=== Set problem ===
Reproduce the entries below word for word, from their first line through the line that contains "point(559, 167)", and omit the pictures.

______

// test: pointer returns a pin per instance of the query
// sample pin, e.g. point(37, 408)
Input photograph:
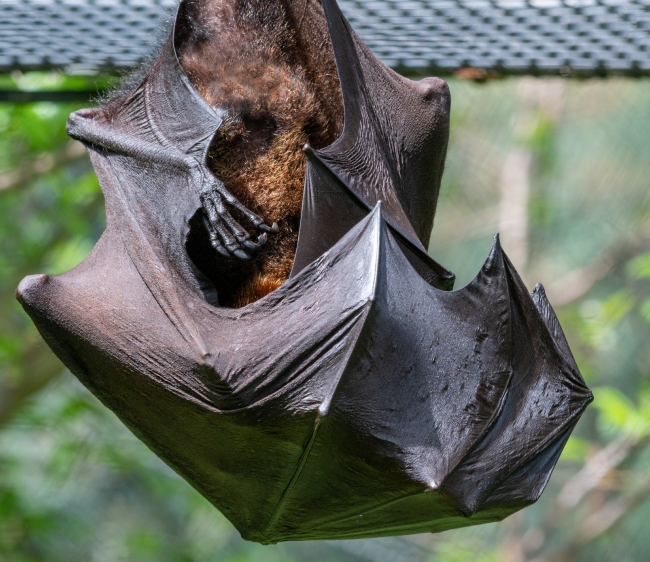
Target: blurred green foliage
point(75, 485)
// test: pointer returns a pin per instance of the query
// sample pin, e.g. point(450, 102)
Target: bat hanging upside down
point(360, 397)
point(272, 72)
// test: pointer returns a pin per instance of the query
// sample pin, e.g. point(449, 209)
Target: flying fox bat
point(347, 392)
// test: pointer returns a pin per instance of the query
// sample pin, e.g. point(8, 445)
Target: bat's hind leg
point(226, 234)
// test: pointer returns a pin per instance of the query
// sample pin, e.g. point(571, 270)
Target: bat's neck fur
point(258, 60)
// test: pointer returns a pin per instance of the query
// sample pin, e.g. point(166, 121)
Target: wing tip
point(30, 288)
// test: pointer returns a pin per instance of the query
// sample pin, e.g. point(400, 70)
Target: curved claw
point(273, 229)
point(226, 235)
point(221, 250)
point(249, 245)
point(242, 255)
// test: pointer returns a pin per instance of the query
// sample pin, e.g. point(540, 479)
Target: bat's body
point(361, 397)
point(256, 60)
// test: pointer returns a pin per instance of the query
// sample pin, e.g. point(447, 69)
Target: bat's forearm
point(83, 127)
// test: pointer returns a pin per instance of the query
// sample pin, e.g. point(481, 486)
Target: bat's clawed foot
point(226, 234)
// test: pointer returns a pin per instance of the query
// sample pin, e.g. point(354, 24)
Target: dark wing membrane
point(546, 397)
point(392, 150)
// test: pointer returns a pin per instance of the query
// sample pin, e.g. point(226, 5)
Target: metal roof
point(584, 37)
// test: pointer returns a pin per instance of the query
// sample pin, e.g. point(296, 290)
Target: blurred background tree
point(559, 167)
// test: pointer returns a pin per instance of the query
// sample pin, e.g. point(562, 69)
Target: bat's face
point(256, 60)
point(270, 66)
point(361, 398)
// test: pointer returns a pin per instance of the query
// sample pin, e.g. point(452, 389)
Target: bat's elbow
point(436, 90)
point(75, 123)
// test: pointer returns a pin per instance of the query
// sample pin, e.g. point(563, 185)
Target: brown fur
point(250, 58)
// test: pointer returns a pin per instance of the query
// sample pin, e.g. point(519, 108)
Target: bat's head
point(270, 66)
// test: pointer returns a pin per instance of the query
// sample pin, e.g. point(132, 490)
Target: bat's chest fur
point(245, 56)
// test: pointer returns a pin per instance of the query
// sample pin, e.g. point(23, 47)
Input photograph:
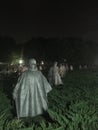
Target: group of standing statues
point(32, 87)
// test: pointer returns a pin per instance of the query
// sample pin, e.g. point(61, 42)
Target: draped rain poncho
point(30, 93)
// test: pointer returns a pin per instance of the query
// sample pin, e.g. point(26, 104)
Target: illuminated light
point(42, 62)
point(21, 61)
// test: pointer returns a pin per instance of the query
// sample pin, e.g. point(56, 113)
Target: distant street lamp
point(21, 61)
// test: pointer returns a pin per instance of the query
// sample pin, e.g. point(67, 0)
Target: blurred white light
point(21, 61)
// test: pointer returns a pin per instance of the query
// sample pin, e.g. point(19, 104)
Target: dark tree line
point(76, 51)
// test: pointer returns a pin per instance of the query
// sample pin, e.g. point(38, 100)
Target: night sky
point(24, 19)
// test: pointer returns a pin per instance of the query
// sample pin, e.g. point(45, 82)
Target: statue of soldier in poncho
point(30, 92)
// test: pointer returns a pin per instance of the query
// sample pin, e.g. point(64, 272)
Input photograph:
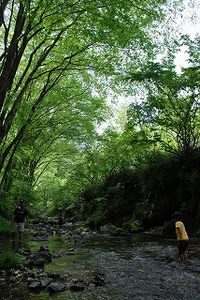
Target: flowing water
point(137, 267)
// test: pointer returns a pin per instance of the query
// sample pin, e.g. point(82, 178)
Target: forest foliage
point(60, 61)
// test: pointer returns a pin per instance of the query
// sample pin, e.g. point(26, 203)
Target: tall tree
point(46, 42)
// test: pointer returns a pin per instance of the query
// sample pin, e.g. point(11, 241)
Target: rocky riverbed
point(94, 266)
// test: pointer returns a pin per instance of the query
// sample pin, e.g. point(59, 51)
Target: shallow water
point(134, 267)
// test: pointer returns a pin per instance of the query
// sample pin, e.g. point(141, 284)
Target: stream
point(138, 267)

______

=== Task response ===
// test: pointer returns a pin per instance of the query
// sample pin, e.g. point(37, 408)
Input photograph:
Target: blurred green foliage
point(75, 485)
// test: pointer returns a pin per instance of the query
// sample pin, e.g. point(450, 102)
Target: bat hanging upside down
point(360, 397)
point(272, 72)
// test: pointer returns a pin per instance of the query
// sample pin, e.g. point(449, 209)
Target: flying fox bat
point(347, 392)
// test: pointer returns a pin per instance of the query
// sample pin, e.g. point(8, 445)
Target: bat's hind leg
point(226, 234)
// test: pointer returns a pin per instance of the query
// sample pin, e.g. point(571, 270)
Target: bat's neck fur
point(258, 60)
// test: pointer returns a pin per instance of the query
// sample pin, e.g. point(166, 121)
Target: wing tip
point(30, 288)
// test: pointer returns a pin per instance of the query
// sample pin, e.g. point(400, 70)
Target: curved claw
point(273, 229)
point(226, 235)
point(221, 250)
point(249, 245)
point(242, 255)
// test: pointer returns a pin per instance of the query
// sample pin, e.g. point(540, 479)
Target: bat's body
point(361, 397)
point(256, 60)
// test: pointer returns a pin per instance of the query
// sample pin, e.g. point(447, 69)
Target: bat's forearm
point(83, 127)
// test: pointer returns a pin per instance of the query
// sample pin, e.g. point(481, 486)
Target: bat's clawed foot
point(226, 234)
// test: pointer returns a pin per instance of the query
// sample pin, e.g. point(354, 24)
Target: dark wing membrane
point(546, 397)
point(392, 150)
// test: pointer returns a pin per instance of the query
// sample pin, e.g. point(226, 5)
Target: metal roof
point(584, 37)
// test: pointer returns a pin per instance of the query
// sample pin, e.g. point(296, 290)
Target: blurred background tree
point(559, 167)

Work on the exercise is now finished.